■ Tugas yang Diminta
A. Jawablah pertanyaan berikut berdasarkan teks sumber:
(i) Need terhadap pelayanan kesehatan dapat didasari kepada pengertian tentang apa?
(ii) Menurut teori ekonomi mikro tentang permintaan, bagaimana hubungan harga dengan jumlah permintaan jasa pelayanan kesehatan?
(iii) Siapa yang dikutip mengenai pengertian merit goods, dan tahun berapa yang dicantumkan?
B. Tuliskan kembali bagian teks sumber dengan tepat, mulai pada kata-kata "Teori ekonomi mikro" dan berhenti setelah kata-kata "demand dalam pelayanan kesehatan ?".

■ Sumber

Need terhadap pelayanan kesehatan dapat didasari kepada pengertian tentang  merit goods. Pembahasan mengenai need yang perlu digaris bawahi adalah bahwa tidak seluruh need akan dapat dipenuhi, dengan demikian akan terdapat sebuah ranking need dalam pengertian ceteris paribus. Kita akan lebih memilih satu need untuk dipenuhi dibanding need yang lain, bila need yang dipilih tadi akan memberikan manfaat yang lebih tinggi dibandingkan dengan yang tidak dipilih tetapi kemungkinan untuk memenuhi suatu need merupakan fungsi dari biaya dan manfaat yang terkandung dibelakangnya yaitu biaya dan manfaat yang lebih besar. Need bukan merupakan sesuatu yang absolut maupun terbatas. Need adalah sesuatu yang dinamis dan cenderung untuk terus tumbuh bersama dengan berjalannya waktu dan dalam kasus ini pertumbuhan need tersebut akan bisa dilihat merupakan sebagian dari perkembangan penawaran fasilitas pelayanan kesehatan. Diargumentasikan bahwa need terhadap pelayanan kesehatan merupakan fungsi dari need terhadap kesehatannya sendiri, dengan didasari oleh pengalaman masa lalunya.
Teori ekonomi mikro tentang permintaan (demand) jasa pelayanan kesehatan menyebutkan bahwa harga berbanding terbalik dengan jumlah permintaan jasa pelayanan kesehatan. Teori ini mengatakan bahwa jika jasa pelayanan kesehatan merupakan normal good, makin tinggi income keluarga maka makin besar demand terhadap jasa pelayanan kesehatan tersebut. Sebaliknya jika jenis jasa pelayanan kesehatan tersebut merupakan inferior good, meningkatnya pendapatan keluarga akan menurunkan demand terhadap jenis jasa pelayanan kesehatan tersebut.

1.2 Rumusan Masalah
1.      Apa itu need dalam pelayanan kesehatan ?
2.      Apa itu demand dalam pelayanan kesehatan ?

1.3 Tujuan Masalah
1.      Untuk mengetahui apa itu need dalam pelayanan kesehatan
2.      Untuk mengetahui apa itu demand dalam pelayanan kesehatan













BAB II
PEMBAHASAN
2.1 Need Dalam Pelayanan Kesehatan
Need terhadap pelayanan kesehatan dapat didasari kepada pengertian tentang  merit goods. Margolis (1982) mengatakan merit goods ini adalah setiap bentuk pengeluaran masyarakat yang nampaknya secara umum dapat dipahami akan tetapi sulit untuk diperhitungkan dengan menggunakan  teori permintaan yang biasa. Diargumentasikan bahwa need terhadap pelayanan kesehatan merupakan fungsi dari need terhadap kesehatannya sendiri, dengan didasari oleh pengalaman masa lalunya. Pembahasan mengenai need yang perlu digaris bawahi adalah bahwa tidak seluruh need akan dapat dipenuhi, dengan demikian akan terdapat sebuah ranking need dalam pengertian ceteris paribus. Kita akan lebih memilih satu need untuk dipenuhi dibanding need yang lain, bila need yang dipilih tadi akan memberikan manfaat yang lebih tinggi dibandingkan dengan yang tidak dipilih tetapi kemungkinan untuk memenuhi suatu need merupakan fungsi dari biaya dan manfaat yang terkandung dibelakangnya yaitu biaya dan manfaat yang lebih besar. Need bukan merupakan sesuatu yang absolut maupun terbatas.

■ Entri Hasil Ekstraksi
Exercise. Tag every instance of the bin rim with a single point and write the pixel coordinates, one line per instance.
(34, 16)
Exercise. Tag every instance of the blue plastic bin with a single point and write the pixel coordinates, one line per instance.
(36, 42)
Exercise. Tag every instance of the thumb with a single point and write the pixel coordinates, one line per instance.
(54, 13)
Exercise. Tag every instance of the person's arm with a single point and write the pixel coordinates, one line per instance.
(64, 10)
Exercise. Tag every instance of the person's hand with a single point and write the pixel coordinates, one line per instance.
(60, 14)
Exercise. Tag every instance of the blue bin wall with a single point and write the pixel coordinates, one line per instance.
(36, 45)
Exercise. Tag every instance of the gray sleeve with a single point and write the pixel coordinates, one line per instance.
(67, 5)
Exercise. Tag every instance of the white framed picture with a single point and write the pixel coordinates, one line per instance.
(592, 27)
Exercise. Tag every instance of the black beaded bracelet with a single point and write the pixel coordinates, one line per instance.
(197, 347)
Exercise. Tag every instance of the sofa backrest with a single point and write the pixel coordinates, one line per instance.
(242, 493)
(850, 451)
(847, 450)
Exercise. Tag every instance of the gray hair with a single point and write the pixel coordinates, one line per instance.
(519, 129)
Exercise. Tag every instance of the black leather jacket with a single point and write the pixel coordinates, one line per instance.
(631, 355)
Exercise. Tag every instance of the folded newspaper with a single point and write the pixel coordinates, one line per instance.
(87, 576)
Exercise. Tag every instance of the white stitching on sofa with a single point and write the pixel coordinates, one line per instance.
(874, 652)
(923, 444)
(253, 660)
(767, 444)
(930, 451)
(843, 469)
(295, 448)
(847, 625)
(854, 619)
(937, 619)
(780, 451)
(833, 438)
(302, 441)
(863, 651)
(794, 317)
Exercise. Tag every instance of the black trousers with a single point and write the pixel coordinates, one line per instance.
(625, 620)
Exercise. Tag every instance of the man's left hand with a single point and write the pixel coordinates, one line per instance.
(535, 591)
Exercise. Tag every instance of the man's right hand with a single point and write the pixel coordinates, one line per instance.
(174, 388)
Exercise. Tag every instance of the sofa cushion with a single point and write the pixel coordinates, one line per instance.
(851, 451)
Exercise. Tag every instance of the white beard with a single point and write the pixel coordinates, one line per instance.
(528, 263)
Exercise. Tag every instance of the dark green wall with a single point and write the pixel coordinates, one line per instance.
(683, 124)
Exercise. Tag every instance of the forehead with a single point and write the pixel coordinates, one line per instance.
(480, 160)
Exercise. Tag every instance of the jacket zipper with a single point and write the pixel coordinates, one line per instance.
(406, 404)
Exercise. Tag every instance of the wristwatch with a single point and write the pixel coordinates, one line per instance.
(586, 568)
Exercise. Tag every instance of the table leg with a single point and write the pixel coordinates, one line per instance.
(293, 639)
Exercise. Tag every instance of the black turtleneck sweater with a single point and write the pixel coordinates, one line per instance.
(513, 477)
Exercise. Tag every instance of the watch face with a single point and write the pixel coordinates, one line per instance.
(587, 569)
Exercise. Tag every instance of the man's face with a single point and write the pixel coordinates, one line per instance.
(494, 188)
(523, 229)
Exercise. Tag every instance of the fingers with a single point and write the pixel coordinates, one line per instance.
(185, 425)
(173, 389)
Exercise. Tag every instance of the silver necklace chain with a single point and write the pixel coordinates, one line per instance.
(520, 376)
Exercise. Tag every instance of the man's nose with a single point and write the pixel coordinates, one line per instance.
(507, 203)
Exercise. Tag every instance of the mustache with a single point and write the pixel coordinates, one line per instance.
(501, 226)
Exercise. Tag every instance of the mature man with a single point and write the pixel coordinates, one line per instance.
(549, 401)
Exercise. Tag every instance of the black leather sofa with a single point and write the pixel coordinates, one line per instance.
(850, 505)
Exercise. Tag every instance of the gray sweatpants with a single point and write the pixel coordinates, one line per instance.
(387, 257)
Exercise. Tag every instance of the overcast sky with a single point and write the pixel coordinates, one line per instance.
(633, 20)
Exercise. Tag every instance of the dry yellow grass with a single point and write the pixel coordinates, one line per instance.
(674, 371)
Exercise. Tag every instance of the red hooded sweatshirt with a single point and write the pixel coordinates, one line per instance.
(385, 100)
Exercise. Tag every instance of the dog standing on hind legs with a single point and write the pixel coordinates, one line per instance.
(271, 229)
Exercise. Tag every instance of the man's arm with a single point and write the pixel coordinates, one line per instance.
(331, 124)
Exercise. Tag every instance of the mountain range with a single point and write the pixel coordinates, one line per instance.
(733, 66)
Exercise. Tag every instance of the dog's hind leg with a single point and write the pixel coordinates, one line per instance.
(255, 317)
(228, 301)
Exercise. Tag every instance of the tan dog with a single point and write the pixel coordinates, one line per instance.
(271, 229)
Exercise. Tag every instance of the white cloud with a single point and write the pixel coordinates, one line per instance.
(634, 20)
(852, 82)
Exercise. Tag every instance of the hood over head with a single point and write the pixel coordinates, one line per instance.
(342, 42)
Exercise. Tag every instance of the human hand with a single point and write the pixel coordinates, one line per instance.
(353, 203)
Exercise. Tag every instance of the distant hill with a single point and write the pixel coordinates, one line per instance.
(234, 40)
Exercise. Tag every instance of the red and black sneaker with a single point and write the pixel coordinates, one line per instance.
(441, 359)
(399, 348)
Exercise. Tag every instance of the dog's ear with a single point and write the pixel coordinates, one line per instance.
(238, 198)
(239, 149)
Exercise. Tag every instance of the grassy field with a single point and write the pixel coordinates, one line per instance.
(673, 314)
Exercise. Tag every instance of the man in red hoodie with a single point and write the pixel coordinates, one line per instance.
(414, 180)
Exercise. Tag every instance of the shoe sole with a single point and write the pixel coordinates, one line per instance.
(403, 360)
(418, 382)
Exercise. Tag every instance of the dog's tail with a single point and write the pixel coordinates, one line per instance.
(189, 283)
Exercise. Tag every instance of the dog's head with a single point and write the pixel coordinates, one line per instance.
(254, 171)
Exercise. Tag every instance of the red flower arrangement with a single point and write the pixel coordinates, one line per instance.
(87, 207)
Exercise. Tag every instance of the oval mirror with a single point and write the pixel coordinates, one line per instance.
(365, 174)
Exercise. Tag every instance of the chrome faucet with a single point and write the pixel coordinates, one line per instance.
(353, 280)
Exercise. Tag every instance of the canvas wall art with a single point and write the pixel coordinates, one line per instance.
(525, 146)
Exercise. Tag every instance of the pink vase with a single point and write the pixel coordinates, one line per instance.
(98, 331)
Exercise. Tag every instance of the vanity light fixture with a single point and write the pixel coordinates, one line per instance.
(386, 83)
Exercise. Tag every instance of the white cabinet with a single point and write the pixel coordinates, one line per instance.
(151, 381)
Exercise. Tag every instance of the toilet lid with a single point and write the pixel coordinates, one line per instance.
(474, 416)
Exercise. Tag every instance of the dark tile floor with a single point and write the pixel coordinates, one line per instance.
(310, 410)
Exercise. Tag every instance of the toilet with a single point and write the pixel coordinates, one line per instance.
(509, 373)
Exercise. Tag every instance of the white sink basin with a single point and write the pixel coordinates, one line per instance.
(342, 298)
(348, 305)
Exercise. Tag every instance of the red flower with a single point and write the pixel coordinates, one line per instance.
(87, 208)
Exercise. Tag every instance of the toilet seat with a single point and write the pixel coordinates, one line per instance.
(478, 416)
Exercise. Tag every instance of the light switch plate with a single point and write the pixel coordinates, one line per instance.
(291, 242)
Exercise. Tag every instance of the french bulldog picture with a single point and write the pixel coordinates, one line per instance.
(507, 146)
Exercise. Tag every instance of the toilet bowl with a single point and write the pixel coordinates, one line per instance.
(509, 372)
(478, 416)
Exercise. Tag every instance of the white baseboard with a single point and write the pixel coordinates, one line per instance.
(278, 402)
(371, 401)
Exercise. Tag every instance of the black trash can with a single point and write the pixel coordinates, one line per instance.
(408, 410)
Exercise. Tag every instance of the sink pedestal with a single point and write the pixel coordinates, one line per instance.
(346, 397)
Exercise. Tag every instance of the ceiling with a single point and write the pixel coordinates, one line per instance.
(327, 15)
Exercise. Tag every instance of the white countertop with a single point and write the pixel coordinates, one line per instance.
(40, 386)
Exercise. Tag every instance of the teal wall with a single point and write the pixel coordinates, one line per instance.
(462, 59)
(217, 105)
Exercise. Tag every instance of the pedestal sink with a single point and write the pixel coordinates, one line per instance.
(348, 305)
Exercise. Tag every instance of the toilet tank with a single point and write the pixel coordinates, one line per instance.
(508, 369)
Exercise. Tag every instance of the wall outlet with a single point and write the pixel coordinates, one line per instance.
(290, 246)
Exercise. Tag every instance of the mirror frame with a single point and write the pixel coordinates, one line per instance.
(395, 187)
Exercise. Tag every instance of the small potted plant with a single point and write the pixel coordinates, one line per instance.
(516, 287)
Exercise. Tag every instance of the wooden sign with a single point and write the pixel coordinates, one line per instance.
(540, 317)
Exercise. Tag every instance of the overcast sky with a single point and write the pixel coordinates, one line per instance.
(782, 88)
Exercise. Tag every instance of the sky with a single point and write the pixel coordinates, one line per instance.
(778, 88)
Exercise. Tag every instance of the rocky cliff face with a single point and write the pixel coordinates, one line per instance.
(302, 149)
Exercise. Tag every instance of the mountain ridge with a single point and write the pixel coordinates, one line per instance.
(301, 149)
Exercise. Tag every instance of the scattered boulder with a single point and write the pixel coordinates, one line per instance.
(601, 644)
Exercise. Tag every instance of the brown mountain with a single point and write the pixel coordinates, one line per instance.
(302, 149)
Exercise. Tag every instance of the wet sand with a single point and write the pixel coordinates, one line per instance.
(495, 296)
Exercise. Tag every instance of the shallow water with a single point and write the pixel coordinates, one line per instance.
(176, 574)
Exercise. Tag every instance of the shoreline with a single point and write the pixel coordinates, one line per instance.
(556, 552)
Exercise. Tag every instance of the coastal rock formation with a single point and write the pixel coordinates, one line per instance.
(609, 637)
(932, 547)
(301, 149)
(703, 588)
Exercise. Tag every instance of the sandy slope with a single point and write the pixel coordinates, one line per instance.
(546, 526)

■ Jawaban per Tugas
A.
(i) Merit goods.
(ii) Harga berbanding terbalik dengan jumlah permintaan jasa pelayanan kesehatan.
(iii) Margolis, tahun 1982.

B.
Teori ekonomi mikro tentang permintaan (demand) jasa pelayanan kesehatan menyebutkan bahwa harga berbanding terbalik dengan jumlah permintaan jasa pelayanan kesehatan. Teori ini mengatakan bahwa jika jasa pelayanan kesehatan merupakan normal good, makin tinggi income keluarga maka makin besar demand terhadap jasa pelayanan kesehatan tersebut. Sebaliknya jika jenis jasa pelayanan kesehatan tersebut merupakan inferior good, meningkatnya pendapatan keluarga akan menurunkan demand terhadap jenis jasa pelayanan kesehatan tersebut.

1.2 Rumusan Masalah
1.      Apa itu need dalam pelayanan kesehatan ?
2.      Apa itu demand dalam pelayanan kesehatan ?